Do this: Continue the account of interviewing a scientist about a new device from its last sentence onward.

Text segment:
---
I asked a very broad, generic question, the kind that, as I often say at the start of an interview, benefits the “very general reader”. The scientist answered broadly as well, alternating corporate speak and physics vernacular with a solid measure of genuine enthusiasm throughout.
The interview was about a new device that holds lots of promise for doing lots of things, but after some back-and-forth I realized we were deep in a detailed discussion of what were essentially very fancy wires. Later, the third person on the call, the relations, publicity and optics (not the physics kind) professional showed me the company’s promotional materials and photographs of these wires did actually look quite cool. I was amused by imagining the next one-on-one meeting with my immediate superior where I would let them know that we’ve really, urgently must publish something about fancy wires.
---
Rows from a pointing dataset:
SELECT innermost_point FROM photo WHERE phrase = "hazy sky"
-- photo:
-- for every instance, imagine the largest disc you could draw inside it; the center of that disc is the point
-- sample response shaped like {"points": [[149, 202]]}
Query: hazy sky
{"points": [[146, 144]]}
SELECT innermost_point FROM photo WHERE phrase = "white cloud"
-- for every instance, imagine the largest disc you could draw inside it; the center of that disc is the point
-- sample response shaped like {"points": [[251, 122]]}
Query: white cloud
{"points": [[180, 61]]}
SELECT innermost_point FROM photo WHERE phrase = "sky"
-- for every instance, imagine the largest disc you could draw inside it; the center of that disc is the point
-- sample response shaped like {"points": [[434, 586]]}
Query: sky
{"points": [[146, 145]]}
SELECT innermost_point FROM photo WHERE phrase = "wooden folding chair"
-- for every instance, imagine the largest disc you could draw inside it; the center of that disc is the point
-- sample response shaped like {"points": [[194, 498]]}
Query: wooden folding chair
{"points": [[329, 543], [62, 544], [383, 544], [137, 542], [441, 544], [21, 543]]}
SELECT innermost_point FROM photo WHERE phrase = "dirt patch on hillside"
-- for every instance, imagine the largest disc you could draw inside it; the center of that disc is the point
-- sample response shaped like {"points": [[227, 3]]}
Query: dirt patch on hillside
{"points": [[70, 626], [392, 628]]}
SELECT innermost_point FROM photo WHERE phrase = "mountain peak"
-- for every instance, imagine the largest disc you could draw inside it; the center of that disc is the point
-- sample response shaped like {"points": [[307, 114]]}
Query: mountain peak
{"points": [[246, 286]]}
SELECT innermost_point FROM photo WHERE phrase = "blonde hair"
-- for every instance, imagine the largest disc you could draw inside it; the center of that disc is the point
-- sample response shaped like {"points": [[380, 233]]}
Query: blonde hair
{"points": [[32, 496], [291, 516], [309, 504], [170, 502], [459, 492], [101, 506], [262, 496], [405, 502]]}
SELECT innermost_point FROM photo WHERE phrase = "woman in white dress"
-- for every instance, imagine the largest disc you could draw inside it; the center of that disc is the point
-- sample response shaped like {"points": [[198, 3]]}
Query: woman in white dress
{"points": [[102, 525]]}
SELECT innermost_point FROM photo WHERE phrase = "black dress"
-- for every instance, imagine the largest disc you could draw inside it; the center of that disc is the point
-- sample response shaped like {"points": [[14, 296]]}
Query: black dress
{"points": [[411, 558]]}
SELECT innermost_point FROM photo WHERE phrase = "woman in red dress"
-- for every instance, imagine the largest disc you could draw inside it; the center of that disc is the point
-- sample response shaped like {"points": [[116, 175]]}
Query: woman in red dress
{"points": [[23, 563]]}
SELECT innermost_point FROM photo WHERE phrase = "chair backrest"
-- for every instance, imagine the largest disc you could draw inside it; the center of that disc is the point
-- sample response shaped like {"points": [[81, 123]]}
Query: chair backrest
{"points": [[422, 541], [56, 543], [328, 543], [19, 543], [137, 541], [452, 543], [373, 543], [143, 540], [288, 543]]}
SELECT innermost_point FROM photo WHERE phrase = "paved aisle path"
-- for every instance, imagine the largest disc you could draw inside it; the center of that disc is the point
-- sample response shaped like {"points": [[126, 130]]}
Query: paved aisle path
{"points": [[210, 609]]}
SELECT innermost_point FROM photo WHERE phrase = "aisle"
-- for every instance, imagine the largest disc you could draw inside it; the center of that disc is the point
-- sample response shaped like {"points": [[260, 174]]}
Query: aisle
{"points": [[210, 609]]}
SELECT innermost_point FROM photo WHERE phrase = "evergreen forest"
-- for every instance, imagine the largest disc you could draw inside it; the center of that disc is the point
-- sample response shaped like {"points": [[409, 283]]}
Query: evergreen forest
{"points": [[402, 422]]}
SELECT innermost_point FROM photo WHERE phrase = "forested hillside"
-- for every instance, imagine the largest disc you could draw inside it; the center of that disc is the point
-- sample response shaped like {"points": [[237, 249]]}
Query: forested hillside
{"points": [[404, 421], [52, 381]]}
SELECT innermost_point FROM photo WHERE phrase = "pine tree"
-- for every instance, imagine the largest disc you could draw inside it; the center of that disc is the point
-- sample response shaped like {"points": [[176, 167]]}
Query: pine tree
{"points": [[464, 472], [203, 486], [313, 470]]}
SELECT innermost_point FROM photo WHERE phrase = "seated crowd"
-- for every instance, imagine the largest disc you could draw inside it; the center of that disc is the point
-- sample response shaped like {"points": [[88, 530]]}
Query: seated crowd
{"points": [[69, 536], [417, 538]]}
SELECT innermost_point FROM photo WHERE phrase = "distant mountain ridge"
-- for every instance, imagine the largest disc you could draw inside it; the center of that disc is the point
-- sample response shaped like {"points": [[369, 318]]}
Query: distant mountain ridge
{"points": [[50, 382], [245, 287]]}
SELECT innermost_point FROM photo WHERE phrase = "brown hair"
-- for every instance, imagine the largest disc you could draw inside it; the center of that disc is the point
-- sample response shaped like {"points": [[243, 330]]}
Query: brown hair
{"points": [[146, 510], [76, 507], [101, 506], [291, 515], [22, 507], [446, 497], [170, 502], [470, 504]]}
---
Written response:
***
There are simultaneously too many and not enough wires in my home. In the kitchen, I have a charger for my watch and one for my phone permanently plugged in right by the glass vase we use to store ladles and large wooden spoons. In the bedroom, my partner’s bedside table is a tangle of chargers, converters, extenders and more wires. The perimeter of our living room is covered in thin copper wires held down with masking tape, crawling up our walls to keep the very bulky amplifier in one corner connected to the very bulky speakers in the two others. In the summer, when my mom visited, both she and my partner bought a fan and cables for it which made them confront the scarcity of both outlets and space in our apartment. Our floor was, for a few weeks, a tangle that reflected, albeit poorly, the tangling of live that was happening between the three of us.
***
The scientific journal Science recently published a special issue dedicated to brain connectivity. On the cover, set against a dark blue background, was an illustration of nerve fibers that sit between the two hemispheres of the brain. A C-shaped collection of thick and thin, curving and bending cylinders colored in red and yellow, it looked almost like bristles on an old toothbrush or an utterly deformed broom. It reminded me of those smaller colorful cables you can uncover by stripping the black outer coating off thicker ones.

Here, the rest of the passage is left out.